• _O QUE PRODUZIR_: No texto sobre Barty, quanto tempo durou o afastamento do ténis que começou em 2014? Responda numa frase, por favor.

• _BLOCO DE TEXTO_:
+---+

Esta não é a primeira vez que Barty fecha a porta ao ténis. Em 2014, com 17 anos, destacava-se então principalmente no circuito de pares, quando uma depressão a fez dar um passo ao lado. Dedicou-se ao críquete - chegou mesmo a jogar na liga profissional australiana - e trabalhou o lado mental com um psicólogo. Durou 17 meses esse hiato. Em 2016 pegou de novo na raquete e logo no ano seguinte chegou à terceira ronda no Open da Austrália. O primeiro título num dos majors aconteceria em 2019, na terra batida de Roland Garros, ano em que se estreou também no topo do ranking feminino, lugar que foi seu num total de 119 semanas desde aí.

A última imagem de Barty num court de ténis, a festejar o título no Open da Austrália deste ano
Clive Brunskill

Em 2020, voltou a fazer uma pausa longa na carreira, optando por permanecer na Austrália mesmo quando o circuito retomou atividade no pós-pandemia. E mesmo competindo intermitentemente depois disso, a versatilidade de pancadas e o à-vontade em todas as superfícies deram-lhe mais dois títulos em torneios do Grand Slam: Wimbledon em 2021 e Open da Austrália já este ano. O triunfo na relva do All England Lawn Tennis Club de Londres foi o concretizar do seu “único verdadeiro sonho no ténis”, confessou a Dellacqua, e mudou a sua perspectiva. A vitória no Open da Austrália, em casa, meses depois, tornou-se “a forma perfeita de celebrar a fantástica viagem” que foi a sua carreira no ténis.

“Estou muito agradecida por tudo o que o ténis me deu - ajudou-me a concretizar todos os meus sonhos e ainda mais - mas eu sei que este é o momento certo para me afastar e perseguir outros sonhos”, apontou ainda. Que sonhos são esses, Barty não revelou, mas na sua cara está estampada a certeza de aos 25 anos ainda ter uma vida inteira pela frente sem escalas intermináveis, as malas às costas, sem as severas quarentenas que todos os australianos têm de passar quando regressam a casa desde que a palavra “covid-19” entrou de rompante nas nossas vidas.

Neste momento, Barty está “satisfeita, realizada”. Agarrou a segunda vida no ténis com a certeza que a sua felicidade não estava “dependente de resultados”. Ainda assim (ou talvez por causa disso) foi no regresso que chegaram os títulos a nível individual e o estatuto de melhor jogadora do planeta. E o respeito das adversárias, que lhe admiram a discrição e personalidade tranquila e despretensiosa, num circuito onde não faltam os egos.

Na Austrália, a vitória no major local só lhe reforçou a popularidade, ela que tem no sangue a história tantas vezes ignorada ou menosprezada das tribos indígenas, no seu caso os Ngarigo. Scott Morrison, primeiro-ministro australiano, deixou-lhe no Twitter um agradecimento por ter “inspirado uma nação”.

“Toda tu és classe e os teus feitos serão celebrados para sempre. Em nome de todos os australianos, tudo de bom para ti”, escreveu ainda o chefe de governo da Austrália.

+---+

• _INFORMAÇÃO FORNECIDA_:

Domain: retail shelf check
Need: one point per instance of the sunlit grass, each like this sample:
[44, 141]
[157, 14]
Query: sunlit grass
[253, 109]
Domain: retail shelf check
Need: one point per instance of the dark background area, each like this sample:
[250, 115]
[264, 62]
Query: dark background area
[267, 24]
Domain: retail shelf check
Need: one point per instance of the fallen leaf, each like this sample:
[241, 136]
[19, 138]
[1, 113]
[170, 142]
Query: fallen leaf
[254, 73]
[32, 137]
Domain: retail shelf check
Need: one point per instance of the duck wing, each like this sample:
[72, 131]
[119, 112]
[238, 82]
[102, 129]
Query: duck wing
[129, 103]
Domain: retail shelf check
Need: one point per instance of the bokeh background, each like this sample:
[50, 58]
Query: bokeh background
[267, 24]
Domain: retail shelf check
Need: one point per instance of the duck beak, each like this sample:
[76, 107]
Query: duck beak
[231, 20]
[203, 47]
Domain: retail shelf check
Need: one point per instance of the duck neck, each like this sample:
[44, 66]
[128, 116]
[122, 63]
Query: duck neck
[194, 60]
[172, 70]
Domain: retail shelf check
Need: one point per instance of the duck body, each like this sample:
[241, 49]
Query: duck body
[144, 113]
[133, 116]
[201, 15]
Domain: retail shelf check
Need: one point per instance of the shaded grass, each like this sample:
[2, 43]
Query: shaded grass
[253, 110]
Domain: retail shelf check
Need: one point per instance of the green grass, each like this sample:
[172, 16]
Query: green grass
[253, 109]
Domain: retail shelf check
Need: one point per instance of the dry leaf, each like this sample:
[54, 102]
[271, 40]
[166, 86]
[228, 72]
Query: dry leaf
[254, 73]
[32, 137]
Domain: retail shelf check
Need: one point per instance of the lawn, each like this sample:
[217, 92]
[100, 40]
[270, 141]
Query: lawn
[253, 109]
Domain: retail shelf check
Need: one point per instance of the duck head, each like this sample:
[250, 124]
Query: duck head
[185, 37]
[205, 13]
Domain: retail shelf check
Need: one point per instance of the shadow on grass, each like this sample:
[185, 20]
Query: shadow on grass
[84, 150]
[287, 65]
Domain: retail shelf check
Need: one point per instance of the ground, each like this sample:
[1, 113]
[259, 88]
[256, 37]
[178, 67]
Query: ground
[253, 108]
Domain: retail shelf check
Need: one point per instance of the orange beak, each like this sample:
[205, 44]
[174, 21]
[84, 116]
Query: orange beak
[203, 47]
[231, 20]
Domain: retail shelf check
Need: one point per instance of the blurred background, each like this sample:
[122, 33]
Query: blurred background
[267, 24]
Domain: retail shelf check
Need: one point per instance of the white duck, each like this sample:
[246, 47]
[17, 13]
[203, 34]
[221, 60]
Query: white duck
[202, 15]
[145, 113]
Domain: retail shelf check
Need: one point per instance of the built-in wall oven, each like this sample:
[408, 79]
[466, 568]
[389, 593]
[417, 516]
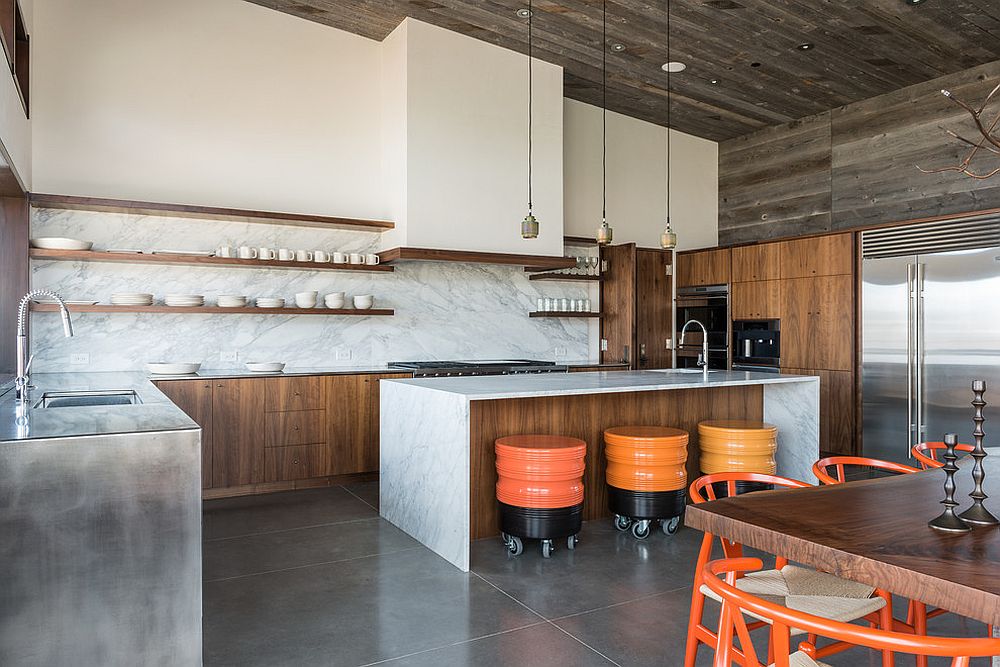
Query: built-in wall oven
[709, 304]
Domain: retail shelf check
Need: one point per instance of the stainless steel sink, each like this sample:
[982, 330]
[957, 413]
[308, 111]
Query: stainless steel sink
[73, 399]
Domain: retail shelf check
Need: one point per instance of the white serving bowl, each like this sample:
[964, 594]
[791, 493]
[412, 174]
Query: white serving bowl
[265, 366]
[173, 368]
[61, 243]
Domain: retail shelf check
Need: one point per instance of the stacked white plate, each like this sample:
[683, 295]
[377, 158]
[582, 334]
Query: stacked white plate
[184, 300]
[270, 302]
[131, 299]
[232, 301]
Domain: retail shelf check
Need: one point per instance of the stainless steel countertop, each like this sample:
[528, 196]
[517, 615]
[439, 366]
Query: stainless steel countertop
[155, 413]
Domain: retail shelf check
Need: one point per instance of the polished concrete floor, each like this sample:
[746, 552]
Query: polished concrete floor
[317, 578]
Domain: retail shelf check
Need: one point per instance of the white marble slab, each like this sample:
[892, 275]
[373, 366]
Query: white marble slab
[425, 436]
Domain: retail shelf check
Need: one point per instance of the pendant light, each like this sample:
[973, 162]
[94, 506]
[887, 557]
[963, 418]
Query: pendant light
[529, 226]
[668, 239]
[604, 232]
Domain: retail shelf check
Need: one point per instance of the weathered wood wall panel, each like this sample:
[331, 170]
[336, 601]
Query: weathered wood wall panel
[771, 182]
[776, 182]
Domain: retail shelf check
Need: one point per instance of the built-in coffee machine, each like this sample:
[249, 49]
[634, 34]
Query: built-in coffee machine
[756, 345]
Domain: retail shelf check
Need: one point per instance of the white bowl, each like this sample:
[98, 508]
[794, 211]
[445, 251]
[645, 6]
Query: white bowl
[265, 366]
[60, 243]
[173, 368]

+---+

• _RESPOSTA ESPERADA_: Esse afastamento durou 17 meses.